_Work to complete_:
Give back the full listing exactly as written.
--- START ---
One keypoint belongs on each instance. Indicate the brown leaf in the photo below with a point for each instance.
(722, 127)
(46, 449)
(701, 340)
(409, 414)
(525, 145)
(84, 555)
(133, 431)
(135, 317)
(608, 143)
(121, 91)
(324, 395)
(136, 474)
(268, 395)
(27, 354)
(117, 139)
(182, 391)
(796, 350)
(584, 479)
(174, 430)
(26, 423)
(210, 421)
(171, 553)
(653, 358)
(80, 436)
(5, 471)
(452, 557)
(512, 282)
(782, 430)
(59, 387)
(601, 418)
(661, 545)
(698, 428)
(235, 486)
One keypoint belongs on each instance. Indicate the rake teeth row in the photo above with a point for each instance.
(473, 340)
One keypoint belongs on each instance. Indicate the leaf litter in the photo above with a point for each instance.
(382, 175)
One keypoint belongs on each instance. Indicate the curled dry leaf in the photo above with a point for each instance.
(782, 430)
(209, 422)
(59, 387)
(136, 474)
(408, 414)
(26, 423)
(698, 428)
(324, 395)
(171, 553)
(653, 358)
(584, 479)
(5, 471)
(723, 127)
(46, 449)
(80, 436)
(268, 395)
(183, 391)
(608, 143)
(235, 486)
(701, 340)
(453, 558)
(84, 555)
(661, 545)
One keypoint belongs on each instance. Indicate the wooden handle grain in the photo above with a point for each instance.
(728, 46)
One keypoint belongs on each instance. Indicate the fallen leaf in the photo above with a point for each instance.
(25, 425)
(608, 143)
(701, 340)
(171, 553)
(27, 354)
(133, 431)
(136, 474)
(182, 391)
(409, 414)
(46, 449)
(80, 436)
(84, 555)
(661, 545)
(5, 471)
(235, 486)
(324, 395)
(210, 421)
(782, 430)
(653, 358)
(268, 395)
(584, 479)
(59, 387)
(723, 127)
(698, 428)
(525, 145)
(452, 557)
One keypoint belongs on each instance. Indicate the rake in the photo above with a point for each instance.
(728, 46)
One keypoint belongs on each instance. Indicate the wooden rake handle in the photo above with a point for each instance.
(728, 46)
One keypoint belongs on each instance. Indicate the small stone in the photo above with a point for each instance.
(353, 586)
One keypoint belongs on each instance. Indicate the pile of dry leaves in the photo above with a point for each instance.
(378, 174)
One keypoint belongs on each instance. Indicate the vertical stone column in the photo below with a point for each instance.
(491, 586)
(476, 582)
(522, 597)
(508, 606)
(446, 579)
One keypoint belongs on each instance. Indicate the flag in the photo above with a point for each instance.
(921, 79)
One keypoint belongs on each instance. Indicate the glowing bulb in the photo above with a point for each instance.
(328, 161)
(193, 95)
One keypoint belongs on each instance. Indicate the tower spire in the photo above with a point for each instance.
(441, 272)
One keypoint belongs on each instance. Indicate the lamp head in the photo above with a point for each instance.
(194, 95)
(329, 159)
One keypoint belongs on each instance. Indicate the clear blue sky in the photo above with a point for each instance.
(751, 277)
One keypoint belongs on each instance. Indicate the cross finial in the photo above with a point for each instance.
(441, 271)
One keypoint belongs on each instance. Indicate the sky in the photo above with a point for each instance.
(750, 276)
--- END ---
_Task solution_:
One keypoint belongs on each instance. Indicate the brown leaf in the photo below with a point for each instance.
(722, 127)
(46, 449)
(701, 340)
(409, 414)
(525, 145)
(84, 555)
(133, 431)
(135, 317)
(608, 143)
(121, 91)
(324, 395)
(136, 474)
(268, 395)
(27, 354)
(117, 139)
(182, 391)
(796, 350)
(584, 479)
(174, 430)
(26, 423)
(210, 421)
(171, 553)
(653, 358)
(80, 436)
(5, 471)
(452, 557)
(512, 282)
(782, 430)
(59, 387)
(601, 418)
(661, 545)
(698, 428)
(235, 486)
One keypoint belongs on each instance. Indicate the rake teeth row in the photo above with a point for each instance.
(473, 340)
One keypoint belongs on each instance. Indicate the leaf litter in the photo above with a point for each instance.
(382, 175)
One keypoint belongs on each instance. Indicate the curled dry leaf in the photo above with a point for each instance.
(782, 430)
(209, 422)
(59, 387)
(136, 474)
(408, 414)
(26, 423)
(698, 428)
(324, 395)
(171, 553)
(653, 358)
(584, 479)
(5, 471)
(723, 127)
(46, 449)
(80, 436)
(268, 395)
(183, 391)
(608, 143)
(235, 486)
(701, 340)
(453, 558)
(84, 555)
(661, 545)
One keypoint belongs on each instance. Indicate the wooden handle grain in the photo above with a point for each instance.
(728, 46)
One keypoint belongs on each instance. Indicate the fallen leaf in the photo above with a point for each instance.
(25, 425)
(608, 143)
(701, 340)
(171, 553)
(27, 354)
(133, 431)
(136, 474)
(182, 391)
(409, 414)
(46, 449)
(80, 436)
(84, 555)
(661, 545)
(5, 471)
(235, 486)
(324, 395)
(210, 421)
(782, 430)
(653, 358)
(268, 395)
(584, 479)
(59, 387)
(723, 127)
(698, 428)
(525, 145)
(452, 557)
One keypoint belongs on each instance. Indicate the rake in the photo above with a point for each instance.
(728, 46)
One keypoint belongs on each instance. Indicate the wooden rake handle in the photo above with a point for each instance.
(728, 46)
One keypoint belongs on each instance. Indicate the small stone in the photo above with a point for each instance.
(353, 586)
One keypoint belongs on each instance. Indicate the pile of dry leaves in the photo above with a point for each instance.
(378, 174)
One keypoint belongs on each instance. Indicate the vertical stone column in the photo below with a point for each instance.
(491, 586)
(476, 582)
(522, 597)
(508, 606)
(446, 579)
One keypoint belongs on each instance. Indicate the flag in the photo above with a point for each instance.
(921, 79)
One keypoint belongs on each instance. Indicate the glowing bulb in the photo above with a point for each instance.
(328, 161)
(193, 95)
One keypoint belongs on each instance. Indicate the tower spire in the photo above with a point for each instance.
(441, 272)
One keypoint belongs on each instance. Indicate the lamp head in the photo above with a point for each instance.
(194, 95)
(329, 159)
One keypoint belongs on each instance. Indicate the clear blue sky in the photo above with a point for each instance.
(751, 277)
One keypoint belongs on each instance. Indicate the cross finial in the photo above with a point for each instance.
(441, 271)
One keypoint belongs on each instance. Indicate the sky in the photo above with a point for each instance.
(750, 276)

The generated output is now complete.